▸ Work instructions
Format every line of the entries below as a JSON list of strings, one string per line, skipping blank lines. Leave the picture out of your answer.

▸ Position identification entries
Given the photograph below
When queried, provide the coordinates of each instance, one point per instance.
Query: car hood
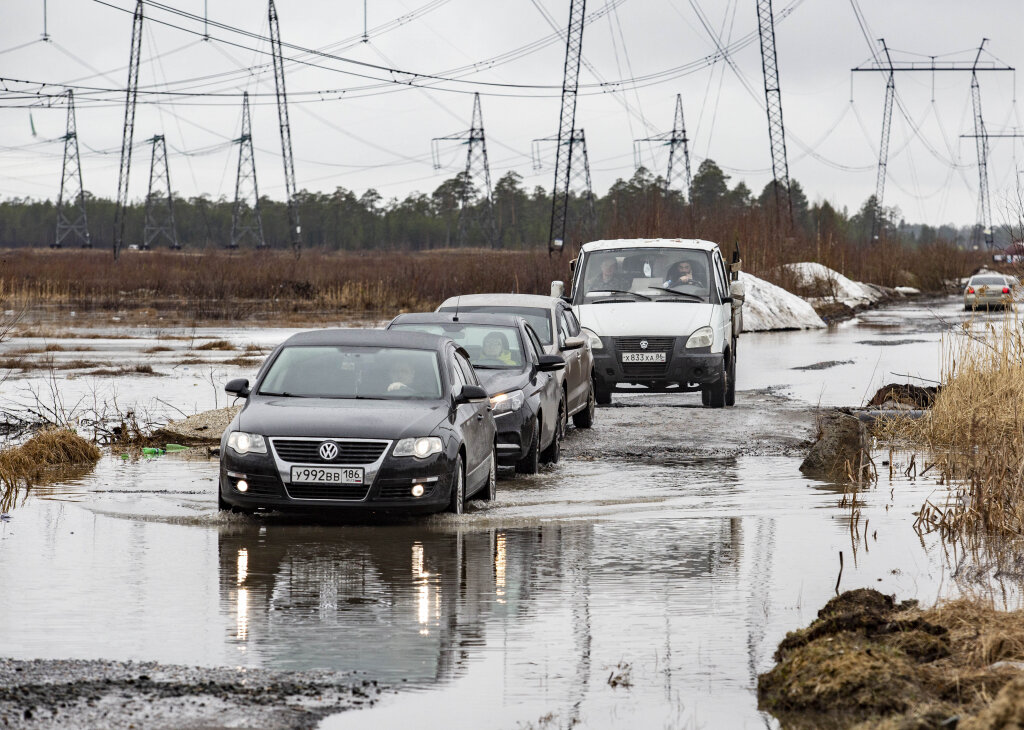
(337, 418)
(500, 381)
(644, 318)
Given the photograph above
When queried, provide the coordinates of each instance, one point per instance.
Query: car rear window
(345, 372)
(537, 317)
(988, 282)
(489, 346)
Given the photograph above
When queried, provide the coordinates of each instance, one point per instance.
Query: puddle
(681, 571)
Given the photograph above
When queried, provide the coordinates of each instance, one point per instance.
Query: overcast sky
(378, 134)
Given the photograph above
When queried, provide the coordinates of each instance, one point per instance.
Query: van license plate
(326, 475)
(643, 357)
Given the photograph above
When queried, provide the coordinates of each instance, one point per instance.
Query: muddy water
(625, 587)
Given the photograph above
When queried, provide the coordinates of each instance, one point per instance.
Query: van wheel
(530, 463)
(716, 391)
(554, 448)
(585, 418)
(730, 386)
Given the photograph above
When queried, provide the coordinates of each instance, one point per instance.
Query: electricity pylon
(246, 220)
(295, 229)
(678, 142)
(477, 168)
(129, 129)
(159, 201)
(891, 68)
(71, 202)
(773, 103)
(567, 132)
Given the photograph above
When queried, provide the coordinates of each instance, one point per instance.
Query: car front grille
(350, 492)
(307, 451)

▸ Correct answer
[
  "Given the photograph below",
  "When queried, provide the coordinates of each instance, one point per instance.",
  "Query: car hood",
  "(337, 418)",
  "(500, 381)",
  "(644, 318)",
  "Given the photograph above",
  "When queried, provide the coordinates of each instance, one point per instance.",
  "Query: car rear window",
  "(345, 372)",
  "(537, 317)",
  "(988, 282)",
  "(489, 346)",
  "Given the photograph above",
  "When queried, provide the coordinates of each instance, one point per instance.",
  "Query: puddle",
  "(681, 571)",
  "Given the photograph above",
  "When queried, provide the coordinates of each instance, one point per instance.",
  "Query: overcast sky",
  "(378, 134)",
  "Given the photograph above",
  "When queried, provide the coordinates of each instance, one point per instance.",
  "Query: van license plate",
  "(326, 475)",
  "(643, 357)",
  "Given the photograph above",
  "When queried, provide the coordinates of each instance, one point per instance.",
  "Query: muddy water",
  "(625, 587)",
  "Given the photograph above",
  "When queried, provide the coordinates of each instance, one point per instance.",
  "Query: van wheel",
  "(530, 463)",
  "(716, 391)",
  "(554, 448)",
  "(585, 418)",
  "(730, 386)",
  "Given the photograph above",
  "When queried, provide the coordinates of each instance, one point per instance.",
  "Query: electricity pylon",
  "(246, 220)",
  "(295, 229)",
  "(678, 142)",
  "(477, 168)",
  "(129, 129)",
  "(159, 201)",
  "(891, 68)",
  "(71, 202)",
  "(773, 103)",
  "(567, 132)",
  "Given the photograph above",
  "When queried, provide the coordinates of each instance, one point per instance.",
  "Query: car front grille",
  "(350, 492)",
  "(307, 451)"
]